Action item: Could you transcribe the entries below exactly, starting at the line that contains "of the out-of-focus" and stopping at the last line, without any pictures?

Dataset excerpts:
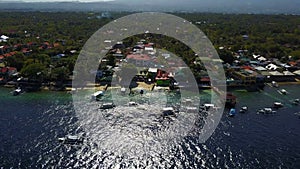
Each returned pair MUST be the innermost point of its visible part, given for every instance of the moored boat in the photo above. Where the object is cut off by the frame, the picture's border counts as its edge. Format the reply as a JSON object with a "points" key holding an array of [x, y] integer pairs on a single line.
{"points": [[244, 109], [275, 84], [266, 110], [232, 112], [283, 91], [17, 91], [277, 105], [168, 111], [97, 95], [71, 139], [108, 105]]}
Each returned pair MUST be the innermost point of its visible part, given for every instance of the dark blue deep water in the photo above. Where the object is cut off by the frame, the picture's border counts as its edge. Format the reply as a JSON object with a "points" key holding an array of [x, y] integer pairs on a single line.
{"points": [[30, 124]]}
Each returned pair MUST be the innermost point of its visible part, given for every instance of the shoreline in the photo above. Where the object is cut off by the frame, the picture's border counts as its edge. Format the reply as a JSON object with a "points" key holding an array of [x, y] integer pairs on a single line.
{"points": [[148, 87]]}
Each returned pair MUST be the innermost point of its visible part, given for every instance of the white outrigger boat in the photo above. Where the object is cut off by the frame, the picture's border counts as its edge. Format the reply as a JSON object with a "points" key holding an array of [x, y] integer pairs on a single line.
{"points": [[283, 91], [244, 109], [277, 105], [97, 95], [17, 91], [266, 111], [108, 105], [168, 111], [71, 139], [275, 84]]}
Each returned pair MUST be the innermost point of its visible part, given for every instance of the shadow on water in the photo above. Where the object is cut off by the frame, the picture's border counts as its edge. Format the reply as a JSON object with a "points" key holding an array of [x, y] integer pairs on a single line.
{"points": [[30, 124]]}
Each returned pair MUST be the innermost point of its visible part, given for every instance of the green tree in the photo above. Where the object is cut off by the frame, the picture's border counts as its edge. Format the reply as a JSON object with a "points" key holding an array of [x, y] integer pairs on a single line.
{"points": [[34, 71]]}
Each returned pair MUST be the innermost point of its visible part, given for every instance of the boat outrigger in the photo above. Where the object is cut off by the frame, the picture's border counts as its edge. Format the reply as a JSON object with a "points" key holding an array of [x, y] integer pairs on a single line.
{"points": [[277, 105], [97, 95], [168, 111], [232, 112], [283, 91], [275, 84], [71, 139], [17, 91], [244, 109], [266, 111], [108, 105]]}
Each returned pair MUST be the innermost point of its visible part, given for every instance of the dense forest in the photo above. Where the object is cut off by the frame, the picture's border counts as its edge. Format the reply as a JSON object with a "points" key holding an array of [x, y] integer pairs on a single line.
{"points": [[48, 43]]}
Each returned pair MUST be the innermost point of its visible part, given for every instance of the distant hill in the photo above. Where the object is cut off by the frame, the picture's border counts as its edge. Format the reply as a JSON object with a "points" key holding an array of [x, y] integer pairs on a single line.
{"points": [[219, 6]]}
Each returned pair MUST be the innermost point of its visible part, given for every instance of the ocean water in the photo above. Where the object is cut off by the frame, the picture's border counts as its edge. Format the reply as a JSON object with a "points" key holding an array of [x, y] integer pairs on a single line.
{"points": [[31, 123]]}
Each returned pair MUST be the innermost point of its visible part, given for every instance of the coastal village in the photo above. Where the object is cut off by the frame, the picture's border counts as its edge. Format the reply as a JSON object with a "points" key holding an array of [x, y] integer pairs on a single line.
{"points": [[247, 71]]}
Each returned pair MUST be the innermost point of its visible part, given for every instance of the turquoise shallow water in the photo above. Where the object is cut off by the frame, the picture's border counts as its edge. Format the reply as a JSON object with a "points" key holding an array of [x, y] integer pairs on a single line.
{"points": [[31, 122]]}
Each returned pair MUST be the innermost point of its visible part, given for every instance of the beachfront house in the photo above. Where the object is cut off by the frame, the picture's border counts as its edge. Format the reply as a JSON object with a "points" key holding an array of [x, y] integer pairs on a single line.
{"points": [[140, 60]]}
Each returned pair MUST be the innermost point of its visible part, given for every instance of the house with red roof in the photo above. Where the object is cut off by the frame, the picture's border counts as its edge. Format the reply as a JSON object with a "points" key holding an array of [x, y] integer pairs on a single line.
{"points": [[141, 60]]}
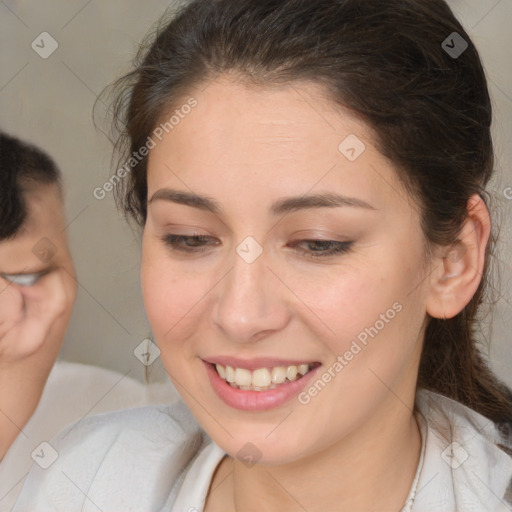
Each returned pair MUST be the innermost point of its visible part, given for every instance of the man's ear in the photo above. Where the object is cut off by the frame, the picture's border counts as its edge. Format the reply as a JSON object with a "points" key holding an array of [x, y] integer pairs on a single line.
{"points": [[458, 268]]}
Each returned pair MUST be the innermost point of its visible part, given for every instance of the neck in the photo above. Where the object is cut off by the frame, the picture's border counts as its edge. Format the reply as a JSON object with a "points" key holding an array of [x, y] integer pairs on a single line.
{"points": [[374, 465]]}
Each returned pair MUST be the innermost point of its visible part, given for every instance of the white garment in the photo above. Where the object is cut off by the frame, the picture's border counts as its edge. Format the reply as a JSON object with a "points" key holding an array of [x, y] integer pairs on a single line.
{"points": [[156, 459], [72, 392]]}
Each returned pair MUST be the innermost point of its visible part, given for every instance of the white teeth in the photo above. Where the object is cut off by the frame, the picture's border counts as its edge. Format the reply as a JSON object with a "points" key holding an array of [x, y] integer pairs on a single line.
{"points": [[303, 369], [242, 377], [230, 374], [278, 374], [261, 379], [221, 370], [291, 373]]}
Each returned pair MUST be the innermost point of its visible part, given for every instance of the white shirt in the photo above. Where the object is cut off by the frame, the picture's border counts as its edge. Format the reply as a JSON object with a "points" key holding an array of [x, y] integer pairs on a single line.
{"points": [[158, 459], [98, 390]]}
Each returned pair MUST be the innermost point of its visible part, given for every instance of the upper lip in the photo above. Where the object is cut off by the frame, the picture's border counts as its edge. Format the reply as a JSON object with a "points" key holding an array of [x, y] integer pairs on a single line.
{"points": [[254, 364]]}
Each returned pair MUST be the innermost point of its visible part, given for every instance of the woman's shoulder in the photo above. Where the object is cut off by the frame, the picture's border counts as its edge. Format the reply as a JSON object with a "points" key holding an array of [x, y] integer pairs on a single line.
{"points": [[122, 460], [467, 455]]}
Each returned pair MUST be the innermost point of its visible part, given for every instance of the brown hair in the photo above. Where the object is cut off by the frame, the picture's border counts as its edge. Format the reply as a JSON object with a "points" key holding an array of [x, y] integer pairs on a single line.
{"points": [[386, 62]]}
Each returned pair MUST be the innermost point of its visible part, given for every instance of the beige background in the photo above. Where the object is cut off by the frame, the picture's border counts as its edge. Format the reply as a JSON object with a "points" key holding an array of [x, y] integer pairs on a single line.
{"points": [[49, 101]]}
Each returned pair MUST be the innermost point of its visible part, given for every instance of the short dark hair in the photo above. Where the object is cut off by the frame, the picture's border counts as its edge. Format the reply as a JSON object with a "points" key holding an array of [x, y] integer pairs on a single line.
{"points": [[21, 164]]}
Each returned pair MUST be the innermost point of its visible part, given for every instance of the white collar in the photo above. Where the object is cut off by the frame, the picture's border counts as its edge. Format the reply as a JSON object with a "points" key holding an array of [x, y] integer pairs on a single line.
{"points": [[461, 468]]}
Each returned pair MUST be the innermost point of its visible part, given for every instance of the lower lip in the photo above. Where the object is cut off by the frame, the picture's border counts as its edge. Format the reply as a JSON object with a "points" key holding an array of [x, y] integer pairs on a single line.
{"points": [[256, 400]]}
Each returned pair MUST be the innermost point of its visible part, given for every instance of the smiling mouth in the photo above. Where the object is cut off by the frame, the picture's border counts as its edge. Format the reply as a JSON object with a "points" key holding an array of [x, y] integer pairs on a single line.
{"points": [[262, 379]]}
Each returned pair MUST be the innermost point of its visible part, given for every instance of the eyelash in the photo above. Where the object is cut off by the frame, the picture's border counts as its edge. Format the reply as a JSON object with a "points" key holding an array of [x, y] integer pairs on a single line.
{"points": [[335, 246]]}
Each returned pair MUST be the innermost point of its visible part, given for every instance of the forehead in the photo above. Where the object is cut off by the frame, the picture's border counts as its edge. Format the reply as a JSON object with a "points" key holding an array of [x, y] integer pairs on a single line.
{"points": [[244, 140], [42, 239]]}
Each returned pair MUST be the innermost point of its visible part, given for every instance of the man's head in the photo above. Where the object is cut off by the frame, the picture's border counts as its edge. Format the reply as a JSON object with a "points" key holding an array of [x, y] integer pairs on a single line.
{"points": [[23, 167], [32, 222]]}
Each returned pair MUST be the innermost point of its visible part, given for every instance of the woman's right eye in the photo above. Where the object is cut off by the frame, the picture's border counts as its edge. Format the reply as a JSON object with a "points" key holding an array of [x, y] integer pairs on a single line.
{"points": [[187, 243]]}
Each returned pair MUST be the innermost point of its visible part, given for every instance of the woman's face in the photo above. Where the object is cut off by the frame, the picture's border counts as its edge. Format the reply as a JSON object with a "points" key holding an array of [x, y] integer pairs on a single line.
{"points": [[287, 277]]}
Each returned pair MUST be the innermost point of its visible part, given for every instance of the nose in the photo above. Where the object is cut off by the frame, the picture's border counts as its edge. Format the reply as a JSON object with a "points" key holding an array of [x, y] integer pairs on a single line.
{"points": [[250, 303]]}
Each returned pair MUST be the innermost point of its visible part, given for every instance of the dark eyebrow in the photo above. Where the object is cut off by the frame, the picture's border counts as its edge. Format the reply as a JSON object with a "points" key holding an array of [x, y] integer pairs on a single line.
{"points": [[279, 207]]}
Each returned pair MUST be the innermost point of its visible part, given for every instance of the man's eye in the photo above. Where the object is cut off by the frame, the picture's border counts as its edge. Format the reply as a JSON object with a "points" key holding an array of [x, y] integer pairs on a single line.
{"points": [[322, 248]]}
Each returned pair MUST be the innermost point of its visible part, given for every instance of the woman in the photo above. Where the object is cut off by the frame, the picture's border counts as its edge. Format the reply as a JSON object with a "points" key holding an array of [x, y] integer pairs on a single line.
{"points": [[310, 180]]}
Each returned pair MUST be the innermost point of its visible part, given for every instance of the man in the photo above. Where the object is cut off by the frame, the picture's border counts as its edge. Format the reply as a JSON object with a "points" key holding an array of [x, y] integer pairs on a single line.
{"points": [[37, 280]]}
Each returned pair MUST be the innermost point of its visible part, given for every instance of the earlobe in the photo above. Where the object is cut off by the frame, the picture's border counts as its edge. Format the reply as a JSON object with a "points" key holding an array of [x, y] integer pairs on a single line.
{"points": [[458, 268]]}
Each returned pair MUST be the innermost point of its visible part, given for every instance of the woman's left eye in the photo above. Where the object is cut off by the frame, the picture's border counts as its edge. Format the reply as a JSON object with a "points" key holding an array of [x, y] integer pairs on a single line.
{"points": [[315, 248], [323, 248]]}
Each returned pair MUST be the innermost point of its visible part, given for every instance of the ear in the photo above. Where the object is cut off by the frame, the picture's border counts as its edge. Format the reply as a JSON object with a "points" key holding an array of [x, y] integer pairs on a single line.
{"points": [[458, 268]]}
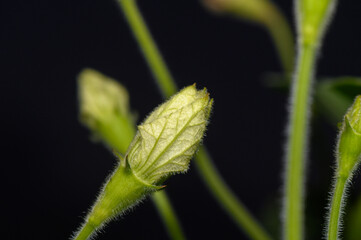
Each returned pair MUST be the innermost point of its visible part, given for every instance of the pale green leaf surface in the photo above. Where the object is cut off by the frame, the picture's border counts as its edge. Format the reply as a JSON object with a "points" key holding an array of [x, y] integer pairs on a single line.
{"points": [[169, 137]]}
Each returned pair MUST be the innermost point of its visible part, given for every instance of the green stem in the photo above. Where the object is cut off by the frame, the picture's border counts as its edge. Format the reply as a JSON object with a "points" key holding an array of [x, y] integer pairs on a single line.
{"points": [[336, 205], [149, 48], [297, 145], [120, 192], [168, 87], [282, 36], [227, 199], [85, 232], [168, 215]]}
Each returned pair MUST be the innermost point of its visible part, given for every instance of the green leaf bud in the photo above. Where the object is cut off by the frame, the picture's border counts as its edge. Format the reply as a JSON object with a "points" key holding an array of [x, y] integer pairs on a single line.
{"points": [[168, 138], [259, 11], [313, 17], [349, 145], [104, 109]]}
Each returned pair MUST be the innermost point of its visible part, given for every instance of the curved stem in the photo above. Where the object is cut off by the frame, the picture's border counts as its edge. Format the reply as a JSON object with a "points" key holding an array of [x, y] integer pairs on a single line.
{"points": [[227, 199], [216, 185], [149, 48], [297, 145], [336, 208], [168, 215], [283, 39]]}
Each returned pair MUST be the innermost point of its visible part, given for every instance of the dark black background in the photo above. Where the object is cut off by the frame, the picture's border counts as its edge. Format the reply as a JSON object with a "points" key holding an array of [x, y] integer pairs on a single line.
{"points": [[53, 172]]}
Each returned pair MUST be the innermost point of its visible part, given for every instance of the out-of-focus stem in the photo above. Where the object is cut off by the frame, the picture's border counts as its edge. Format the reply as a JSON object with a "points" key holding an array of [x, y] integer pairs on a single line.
{"points": [[297, 145], [336, 208], [169, 217], [267, 14]]}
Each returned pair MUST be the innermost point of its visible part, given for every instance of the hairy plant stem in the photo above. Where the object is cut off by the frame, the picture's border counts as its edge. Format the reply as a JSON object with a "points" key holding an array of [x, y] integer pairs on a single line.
{"points": [[168, 215], [224, 195], [167, 85], [297, 144], [336, 208]]}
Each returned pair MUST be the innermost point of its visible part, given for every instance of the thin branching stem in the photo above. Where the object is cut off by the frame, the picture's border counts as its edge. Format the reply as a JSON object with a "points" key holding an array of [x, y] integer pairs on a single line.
{"points": [[336, 208]]}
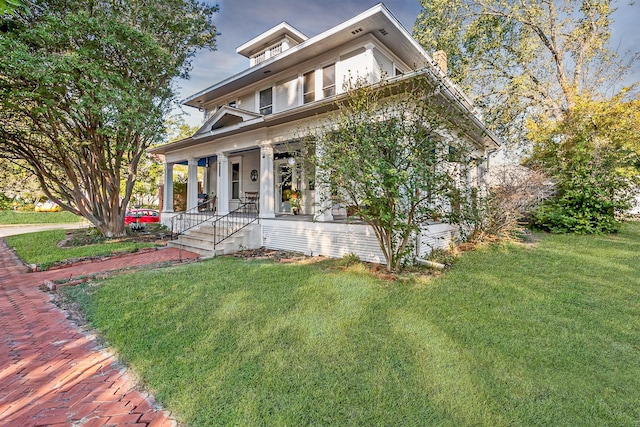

The answer:
Each returned pair MUST be the innermost point of its visible part, given for every instance of the out-of-focus stem in the photo above. Where the object is cut off by the frame, the picture's border counts as its edge. Format the reply as a JSON object with a "points" key holding an array of [x, y] integer pairs on a single line.
{"points": [[297, 145], [336, 208], [169, 217], [267, 14]]}
Each returned pair MUST be the innermost point of its visible part, given for every instance of the hairy plant stem in the photo above. Where the object is cut off by the frame, the picture's border counts as its edge. Format the reply as a JSON object with a "points" key holding an array of [x, y] integer pairs on a single line.
{"points": [[168, 215], [224, 195], [167, 85], [297, 144], [336, 208]]}
Each returned pair MUST be the innermost point of its visible part, given for every instance of the thin branching stem in the photo above. Where the object is cut off by the frame, the picture's border counts as its edge. Format the reply as a JSON object with a "points" key holding an array of [x, y] integer pairs on a single line.
{"points": [[336, 208]]}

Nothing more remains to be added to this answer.